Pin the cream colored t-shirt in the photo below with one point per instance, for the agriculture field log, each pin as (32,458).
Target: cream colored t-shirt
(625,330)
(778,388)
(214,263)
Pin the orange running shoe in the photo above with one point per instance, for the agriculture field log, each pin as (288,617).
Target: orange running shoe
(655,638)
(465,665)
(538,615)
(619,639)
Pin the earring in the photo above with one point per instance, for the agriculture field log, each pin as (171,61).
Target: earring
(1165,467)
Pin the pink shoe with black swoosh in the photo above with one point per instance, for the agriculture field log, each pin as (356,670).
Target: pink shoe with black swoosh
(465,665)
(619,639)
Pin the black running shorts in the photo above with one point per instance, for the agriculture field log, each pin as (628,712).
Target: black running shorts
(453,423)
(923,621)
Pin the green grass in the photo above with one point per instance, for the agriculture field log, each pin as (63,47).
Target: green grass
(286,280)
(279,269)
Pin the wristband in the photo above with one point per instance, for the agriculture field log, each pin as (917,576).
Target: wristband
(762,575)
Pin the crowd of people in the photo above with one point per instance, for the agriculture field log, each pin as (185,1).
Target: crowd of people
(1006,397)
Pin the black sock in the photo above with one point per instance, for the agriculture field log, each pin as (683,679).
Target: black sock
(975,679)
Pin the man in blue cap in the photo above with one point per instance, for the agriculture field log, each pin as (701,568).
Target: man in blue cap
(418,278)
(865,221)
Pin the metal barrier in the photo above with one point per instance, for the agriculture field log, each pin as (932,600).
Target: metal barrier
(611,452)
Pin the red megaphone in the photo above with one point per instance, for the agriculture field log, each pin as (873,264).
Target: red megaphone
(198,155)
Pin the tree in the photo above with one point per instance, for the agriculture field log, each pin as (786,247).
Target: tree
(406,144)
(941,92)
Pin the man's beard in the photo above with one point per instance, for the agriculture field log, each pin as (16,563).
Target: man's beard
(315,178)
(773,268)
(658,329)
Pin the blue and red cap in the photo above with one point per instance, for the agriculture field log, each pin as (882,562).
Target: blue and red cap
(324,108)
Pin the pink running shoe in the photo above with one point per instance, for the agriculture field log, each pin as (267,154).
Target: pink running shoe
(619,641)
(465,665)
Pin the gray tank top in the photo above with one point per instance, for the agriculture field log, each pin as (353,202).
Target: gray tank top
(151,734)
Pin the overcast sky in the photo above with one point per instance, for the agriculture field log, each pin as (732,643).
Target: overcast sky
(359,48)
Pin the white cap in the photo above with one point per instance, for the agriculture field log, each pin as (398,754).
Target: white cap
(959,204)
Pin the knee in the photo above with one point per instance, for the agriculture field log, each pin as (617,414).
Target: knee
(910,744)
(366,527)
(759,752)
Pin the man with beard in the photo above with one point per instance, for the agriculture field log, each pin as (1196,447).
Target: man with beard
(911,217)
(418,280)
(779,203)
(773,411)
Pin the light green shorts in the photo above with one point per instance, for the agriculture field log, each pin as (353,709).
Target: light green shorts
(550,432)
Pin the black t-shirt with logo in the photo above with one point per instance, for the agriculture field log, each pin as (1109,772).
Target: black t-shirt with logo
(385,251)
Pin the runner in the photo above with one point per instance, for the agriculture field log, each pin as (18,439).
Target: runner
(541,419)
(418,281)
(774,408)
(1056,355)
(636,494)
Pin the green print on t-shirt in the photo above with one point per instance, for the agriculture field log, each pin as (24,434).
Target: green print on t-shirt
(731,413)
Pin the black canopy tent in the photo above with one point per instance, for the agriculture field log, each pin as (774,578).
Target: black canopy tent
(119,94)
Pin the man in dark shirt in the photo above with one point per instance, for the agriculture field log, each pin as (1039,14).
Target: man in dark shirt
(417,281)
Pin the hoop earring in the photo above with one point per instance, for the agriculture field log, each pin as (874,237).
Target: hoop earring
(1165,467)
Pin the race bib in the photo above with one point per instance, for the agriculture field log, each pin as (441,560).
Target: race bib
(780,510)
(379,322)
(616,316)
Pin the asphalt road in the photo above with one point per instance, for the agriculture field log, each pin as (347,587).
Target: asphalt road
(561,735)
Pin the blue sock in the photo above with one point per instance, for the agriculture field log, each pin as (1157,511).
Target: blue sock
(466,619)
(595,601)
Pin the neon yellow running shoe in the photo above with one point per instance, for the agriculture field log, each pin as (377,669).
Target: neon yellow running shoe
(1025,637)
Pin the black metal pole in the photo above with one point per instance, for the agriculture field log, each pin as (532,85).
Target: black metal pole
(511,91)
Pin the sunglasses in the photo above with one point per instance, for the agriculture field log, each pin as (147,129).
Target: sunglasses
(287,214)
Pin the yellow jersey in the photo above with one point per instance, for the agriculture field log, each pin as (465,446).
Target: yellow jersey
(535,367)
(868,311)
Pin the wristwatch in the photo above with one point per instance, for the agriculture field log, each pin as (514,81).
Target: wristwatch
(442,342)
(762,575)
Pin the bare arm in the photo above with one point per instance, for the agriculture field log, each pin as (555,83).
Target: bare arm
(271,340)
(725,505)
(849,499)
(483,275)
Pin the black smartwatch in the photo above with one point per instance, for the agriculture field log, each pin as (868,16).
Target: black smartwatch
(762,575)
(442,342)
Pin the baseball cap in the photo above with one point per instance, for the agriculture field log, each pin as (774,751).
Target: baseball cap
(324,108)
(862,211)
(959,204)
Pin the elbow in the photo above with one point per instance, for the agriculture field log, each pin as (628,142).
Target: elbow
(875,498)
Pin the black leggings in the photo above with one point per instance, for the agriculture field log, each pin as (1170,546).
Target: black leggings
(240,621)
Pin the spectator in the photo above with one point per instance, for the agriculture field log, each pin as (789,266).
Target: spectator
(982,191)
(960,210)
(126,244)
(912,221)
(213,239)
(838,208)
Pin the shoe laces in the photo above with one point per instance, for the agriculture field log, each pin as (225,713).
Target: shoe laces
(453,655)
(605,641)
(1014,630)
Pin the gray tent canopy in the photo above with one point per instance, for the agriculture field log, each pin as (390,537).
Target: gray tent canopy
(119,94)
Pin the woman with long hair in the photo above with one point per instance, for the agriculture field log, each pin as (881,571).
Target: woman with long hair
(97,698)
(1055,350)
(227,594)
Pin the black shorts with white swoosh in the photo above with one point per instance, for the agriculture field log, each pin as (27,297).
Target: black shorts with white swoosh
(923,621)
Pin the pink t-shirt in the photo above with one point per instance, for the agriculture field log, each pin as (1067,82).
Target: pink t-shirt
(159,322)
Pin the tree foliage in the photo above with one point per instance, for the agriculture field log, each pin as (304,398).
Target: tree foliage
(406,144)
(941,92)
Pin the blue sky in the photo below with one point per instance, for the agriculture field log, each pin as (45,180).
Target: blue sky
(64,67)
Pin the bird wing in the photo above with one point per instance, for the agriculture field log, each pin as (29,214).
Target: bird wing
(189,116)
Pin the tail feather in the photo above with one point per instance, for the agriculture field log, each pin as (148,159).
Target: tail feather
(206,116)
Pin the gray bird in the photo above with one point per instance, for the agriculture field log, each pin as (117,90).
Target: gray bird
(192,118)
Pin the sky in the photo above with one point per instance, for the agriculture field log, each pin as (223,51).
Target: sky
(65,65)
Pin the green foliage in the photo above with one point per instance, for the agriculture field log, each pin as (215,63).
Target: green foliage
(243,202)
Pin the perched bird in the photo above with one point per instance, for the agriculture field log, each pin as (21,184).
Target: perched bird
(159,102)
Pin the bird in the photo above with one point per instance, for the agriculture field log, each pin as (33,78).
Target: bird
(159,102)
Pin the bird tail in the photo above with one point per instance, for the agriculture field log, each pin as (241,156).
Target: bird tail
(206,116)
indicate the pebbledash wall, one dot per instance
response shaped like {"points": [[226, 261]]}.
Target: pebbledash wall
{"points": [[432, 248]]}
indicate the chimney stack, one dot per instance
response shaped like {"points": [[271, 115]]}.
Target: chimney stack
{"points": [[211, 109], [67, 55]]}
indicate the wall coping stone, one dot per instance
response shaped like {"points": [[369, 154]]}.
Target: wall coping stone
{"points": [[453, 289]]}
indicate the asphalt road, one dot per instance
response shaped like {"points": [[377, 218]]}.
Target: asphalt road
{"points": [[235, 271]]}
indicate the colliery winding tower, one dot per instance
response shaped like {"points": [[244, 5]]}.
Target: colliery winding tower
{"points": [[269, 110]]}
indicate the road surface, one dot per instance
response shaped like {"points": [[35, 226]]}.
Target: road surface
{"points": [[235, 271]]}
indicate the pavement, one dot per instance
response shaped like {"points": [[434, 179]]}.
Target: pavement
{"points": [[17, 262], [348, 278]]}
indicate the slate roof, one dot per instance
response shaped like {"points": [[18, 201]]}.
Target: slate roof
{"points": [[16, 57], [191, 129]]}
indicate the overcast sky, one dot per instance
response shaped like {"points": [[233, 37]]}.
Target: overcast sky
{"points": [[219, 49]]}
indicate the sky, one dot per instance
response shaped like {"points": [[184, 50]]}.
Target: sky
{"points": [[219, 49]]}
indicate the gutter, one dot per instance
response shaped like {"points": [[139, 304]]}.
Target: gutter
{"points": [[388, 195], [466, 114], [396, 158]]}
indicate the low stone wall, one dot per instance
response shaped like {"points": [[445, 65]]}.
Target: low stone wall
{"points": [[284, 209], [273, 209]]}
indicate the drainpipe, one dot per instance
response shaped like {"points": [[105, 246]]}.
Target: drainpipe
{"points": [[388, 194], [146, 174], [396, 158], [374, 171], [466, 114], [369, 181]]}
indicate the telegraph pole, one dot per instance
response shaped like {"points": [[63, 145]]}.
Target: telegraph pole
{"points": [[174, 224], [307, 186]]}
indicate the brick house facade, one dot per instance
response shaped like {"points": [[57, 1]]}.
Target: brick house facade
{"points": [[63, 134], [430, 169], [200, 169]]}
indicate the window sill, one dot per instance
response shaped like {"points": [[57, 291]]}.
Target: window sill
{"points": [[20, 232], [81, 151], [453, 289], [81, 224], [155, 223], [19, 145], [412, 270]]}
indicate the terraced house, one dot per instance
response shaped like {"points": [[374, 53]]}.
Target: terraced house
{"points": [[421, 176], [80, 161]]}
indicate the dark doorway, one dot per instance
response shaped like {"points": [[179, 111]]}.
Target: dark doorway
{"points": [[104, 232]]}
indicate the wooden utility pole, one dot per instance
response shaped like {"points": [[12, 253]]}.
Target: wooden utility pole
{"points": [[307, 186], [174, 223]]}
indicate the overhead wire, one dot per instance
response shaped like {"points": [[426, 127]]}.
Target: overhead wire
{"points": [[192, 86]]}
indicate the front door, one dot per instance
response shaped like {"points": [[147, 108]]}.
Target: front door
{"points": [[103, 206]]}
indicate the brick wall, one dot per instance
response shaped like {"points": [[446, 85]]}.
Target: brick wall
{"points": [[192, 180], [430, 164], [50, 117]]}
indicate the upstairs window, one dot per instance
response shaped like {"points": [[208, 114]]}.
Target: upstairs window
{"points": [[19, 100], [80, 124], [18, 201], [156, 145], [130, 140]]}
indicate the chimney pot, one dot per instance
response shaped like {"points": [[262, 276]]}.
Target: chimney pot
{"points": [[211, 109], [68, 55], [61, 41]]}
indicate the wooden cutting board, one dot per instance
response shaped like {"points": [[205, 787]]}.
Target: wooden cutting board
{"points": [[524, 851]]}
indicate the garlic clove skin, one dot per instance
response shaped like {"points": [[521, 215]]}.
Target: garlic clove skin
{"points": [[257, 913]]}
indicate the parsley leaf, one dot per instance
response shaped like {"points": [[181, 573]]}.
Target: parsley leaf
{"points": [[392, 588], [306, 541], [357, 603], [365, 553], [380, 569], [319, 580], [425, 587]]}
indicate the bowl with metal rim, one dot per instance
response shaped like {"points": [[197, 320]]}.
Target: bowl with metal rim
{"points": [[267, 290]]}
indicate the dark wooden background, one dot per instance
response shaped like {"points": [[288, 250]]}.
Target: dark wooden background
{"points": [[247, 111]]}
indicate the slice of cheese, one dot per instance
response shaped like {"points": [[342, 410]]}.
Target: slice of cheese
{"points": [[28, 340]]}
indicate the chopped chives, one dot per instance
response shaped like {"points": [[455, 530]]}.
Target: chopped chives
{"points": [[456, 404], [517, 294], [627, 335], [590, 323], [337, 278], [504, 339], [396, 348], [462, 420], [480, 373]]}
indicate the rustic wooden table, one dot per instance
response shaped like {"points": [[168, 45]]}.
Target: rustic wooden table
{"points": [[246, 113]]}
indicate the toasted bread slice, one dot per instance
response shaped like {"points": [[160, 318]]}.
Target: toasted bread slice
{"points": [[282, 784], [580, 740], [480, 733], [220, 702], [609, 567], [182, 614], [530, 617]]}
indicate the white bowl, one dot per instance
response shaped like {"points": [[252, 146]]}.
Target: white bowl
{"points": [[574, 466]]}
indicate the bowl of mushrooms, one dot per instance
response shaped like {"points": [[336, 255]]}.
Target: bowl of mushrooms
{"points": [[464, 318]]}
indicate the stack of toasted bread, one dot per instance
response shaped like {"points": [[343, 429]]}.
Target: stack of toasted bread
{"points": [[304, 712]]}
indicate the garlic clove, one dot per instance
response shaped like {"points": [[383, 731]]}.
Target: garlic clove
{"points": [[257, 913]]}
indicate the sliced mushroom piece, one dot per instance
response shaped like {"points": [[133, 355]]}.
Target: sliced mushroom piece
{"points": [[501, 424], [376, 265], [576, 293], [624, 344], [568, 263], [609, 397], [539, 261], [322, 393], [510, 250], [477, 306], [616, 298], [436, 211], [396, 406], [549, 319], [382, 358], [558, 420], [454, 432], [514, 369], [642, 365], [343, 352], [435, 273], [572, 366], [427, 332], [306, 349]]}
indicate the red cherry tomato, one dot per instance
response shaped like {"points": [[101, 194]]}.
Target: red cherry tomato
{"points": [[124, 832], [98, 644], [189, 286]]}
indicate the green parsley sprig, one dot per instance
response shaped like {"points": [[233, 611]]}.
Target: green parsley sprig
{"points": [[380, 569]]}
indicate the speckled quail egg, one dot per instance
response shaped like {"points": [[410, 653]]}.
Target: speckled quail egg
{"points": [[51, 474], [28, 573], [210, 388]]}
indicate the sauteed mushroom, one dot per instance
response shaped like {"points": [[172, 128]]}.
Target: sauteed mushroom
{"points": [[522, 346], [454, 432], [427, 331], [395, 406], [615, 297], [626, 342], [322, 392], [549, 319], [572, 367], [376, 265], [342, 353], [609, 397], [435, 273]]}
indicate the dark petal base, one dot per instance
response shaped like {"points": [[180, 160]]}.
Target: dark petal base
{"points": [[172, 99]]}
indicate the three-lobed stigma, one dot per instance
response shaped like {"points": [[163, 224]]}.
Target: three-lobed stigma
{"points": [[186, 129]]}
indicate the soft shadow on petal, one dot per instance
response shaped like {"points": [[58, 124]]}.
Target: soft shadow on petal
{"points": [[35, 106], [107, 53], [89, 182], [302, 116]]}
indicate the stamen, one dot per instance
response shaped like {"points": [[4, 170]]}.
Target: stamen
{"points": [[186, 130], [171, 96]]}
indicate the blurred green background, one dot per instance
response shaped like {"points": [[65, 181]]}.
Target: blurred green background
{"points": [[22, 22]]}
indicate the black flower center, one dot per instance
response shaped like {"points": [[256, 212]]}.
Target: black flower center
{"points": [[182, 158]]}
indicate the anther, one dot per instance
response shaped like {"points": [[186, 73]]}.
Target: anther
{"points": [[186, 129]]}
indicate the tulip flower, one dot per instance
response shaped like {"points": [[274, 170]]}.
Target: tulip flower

=======

Give the lines exactly as they stand, from the line with "indicate the stamen, one dot per instance" through the end of the material.

» **Result for this task**
indicate the stamen, one dot per instance
response shaped like {"points": [[4, 170]]}.
Target: stamen
{"points": [[186, 130], [171, 96]]}
indicate the blurred green background, one dot per instance
response shaped like {"points": [[65, 181]]}.
Target: blurred green background
{"points": [[22, 22]]}
indicate the black flower center, one dot per instance
response shaped like {"points": [[256, 212]]}.
Target: black flower center
{"points": [[182, 158]]}
indicate the anther, one dot per instance
response shaped like {"points": [[186, 73]]}.
Target: anther
{"points": [[186, 129]]}
indicate the tulip flower, one dot per instance
response shaped like {"points": [[274, 170]]}.
Target: tulip flower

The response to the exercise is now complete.